* Items from a data source *
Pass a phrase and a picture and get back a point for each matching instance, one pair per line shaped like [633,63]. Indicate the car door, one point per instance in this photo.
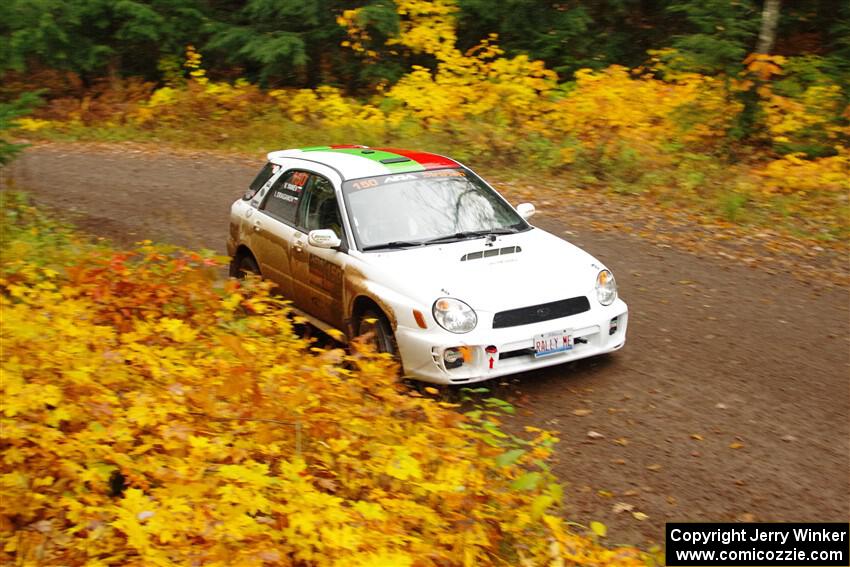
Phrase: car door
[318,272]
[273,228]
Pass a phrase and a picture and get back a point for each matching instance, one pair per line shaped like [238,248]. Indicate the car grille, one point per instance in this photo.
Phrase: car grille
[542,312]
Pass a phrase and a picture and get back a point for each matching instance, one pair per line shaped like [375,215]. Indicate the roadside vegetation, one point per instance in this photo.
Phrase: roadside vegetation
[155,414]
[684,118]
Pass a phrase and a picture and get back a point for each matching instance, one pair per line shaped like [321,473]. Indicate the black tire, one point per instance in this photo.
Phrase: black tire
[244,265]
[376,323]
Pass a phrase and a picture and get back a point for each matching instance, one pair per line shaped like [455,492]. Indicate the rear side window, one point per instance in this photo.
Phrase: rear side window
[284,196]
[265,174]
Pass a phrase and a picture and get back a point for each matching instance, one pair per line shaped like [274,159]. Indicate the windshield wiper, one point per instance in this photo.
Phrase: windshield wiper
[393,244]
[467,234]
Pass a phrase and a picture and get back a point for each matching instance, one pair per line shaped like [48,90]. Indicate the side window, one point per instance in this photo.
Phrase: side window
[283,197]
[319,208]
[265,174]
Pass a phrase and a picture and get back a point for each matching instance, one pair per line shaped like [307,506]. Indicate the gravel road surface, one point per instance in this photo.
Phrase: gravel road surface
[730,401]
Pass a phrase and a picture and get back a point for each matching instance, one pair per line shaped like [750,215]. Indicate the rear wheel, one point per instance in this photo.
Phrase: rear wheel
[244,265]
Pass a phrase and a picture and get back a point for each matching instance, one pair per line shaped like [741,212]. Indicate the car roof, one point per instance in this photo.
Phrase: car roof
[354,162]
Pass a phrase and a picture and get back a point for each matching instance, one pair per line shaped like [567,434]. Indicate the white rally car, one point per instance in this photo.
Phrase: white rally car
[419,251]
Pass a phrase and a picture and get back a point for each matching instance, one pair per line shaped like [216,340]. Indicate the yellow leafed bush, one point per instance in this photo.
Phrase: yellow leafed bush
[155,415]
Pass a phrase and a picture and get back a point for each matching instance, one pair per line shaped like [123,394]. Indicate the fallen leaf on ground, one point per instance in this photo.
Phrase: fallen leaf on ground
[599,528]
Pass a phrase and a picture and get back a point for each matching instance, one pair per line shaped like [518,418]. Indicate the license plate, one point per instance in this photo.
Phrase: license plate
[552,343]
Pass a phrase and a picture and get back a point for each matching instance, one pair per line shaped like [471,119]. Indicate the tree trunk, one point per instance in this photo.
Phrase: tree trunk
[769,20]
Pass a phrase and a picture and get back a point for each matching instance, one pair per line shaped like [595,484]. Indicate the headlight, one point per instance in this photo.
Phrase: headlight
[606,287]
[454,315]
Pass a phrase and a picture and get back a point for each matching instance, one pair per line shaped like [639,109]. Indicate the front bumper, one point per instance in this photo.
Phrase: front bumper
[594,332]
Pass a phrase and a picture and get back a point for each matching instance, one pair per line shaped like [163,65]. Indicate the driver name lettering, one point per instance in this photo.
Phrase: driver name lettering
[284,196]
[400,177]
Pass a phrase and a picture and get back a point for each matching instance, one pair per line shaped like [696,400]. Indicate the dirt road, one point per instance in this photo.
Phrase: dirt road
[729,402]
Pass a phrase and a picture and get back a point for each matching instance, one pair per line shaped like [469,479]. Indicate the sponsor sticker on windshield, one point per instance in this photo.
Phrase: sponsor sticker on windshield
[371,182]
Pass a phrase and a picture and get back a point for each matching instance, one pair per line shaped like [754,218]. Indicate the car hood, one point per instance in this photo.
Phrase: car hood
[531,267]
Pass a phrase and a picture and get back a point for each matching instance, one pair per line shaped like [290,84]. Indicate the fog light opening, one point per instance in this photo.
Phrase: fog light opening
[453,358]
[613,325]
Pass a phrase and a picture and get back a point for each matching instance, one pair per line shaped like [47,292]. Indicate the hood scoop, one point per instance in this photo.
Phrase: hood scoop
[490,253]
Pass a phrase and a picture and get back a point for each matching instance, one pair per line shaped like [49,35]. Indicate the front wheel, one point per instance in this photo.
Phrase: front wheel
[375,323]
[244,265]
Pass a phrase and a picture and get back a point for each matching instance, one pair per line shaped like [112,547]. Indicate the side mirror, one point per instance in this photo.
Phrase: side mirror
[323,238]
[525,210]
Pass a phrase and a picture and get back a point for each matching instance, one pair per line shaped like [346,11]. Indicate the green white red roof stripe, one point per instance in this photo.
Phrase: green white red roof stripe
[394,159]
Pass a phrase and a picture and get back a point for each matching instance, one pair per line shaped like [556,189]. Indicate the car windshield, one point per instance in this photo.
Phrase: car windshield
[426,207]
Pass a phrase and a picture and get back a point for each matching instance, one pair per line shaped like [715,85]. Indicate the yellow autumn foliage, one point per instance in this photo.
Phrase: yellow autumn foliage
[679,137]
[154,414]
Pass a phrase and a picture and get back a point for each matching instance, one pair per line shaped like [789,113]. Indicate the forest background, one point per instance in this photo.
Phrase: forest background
--
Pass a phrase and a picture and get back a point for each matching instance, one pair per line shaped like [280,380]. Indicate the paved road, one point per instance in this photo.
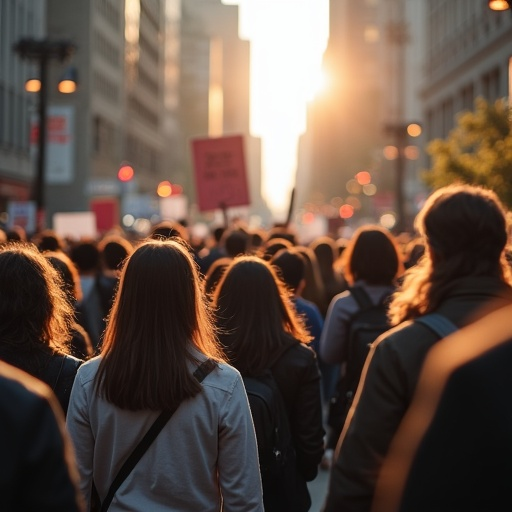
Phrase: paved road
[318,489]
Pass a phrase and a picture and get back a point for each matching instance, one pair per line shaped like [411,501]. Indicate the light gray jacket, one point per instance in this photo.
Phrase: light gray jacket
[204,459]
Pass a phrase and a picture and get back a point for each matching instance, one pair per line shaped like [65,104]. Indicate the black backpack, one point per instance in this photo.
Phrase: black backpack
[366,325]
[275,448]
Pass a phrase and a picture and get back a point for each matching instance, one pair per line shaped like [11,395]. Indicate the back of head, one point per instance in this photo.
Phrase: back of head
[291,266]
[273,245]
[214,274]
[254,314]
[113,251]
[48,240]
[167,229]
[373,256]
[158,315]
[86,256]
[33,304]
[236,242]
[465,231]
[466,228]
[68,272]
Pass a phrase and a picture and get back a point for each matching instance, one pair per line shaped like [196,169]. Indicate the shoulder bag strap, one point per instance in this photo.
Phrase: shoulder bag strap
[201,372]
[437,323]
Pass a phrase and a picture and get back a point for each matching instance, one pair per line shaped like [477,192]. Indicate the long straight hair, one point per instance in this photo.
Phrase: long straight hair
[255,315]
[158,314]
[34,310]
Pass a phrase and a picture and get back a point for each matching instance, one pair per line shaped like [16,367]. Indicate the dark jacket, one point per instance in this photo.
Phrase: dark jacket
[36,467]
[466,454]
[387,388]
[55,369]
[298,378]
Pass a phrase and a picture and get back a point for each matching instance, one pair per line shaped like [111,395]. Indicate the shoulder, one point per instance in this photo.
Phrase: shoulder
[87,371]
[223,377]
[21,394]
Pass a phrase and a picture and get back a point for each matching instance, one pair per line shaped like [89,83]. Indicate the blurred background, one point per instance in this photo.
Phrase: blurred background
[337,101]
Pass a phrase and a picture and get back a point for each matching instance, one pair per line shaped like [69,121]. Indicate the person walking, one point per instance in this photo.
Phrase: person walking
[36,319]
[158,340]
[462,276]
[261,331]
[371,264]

* Your instructions *
Among the records, find the lines that contain "forest" and copy each of them.

* Response below *
Pass a phrase and a picture and get back a point for each matching instance, one pair per line shaped like [789,113]. Indicate the forest background, one point per instance in this photo.
Phrase: forest background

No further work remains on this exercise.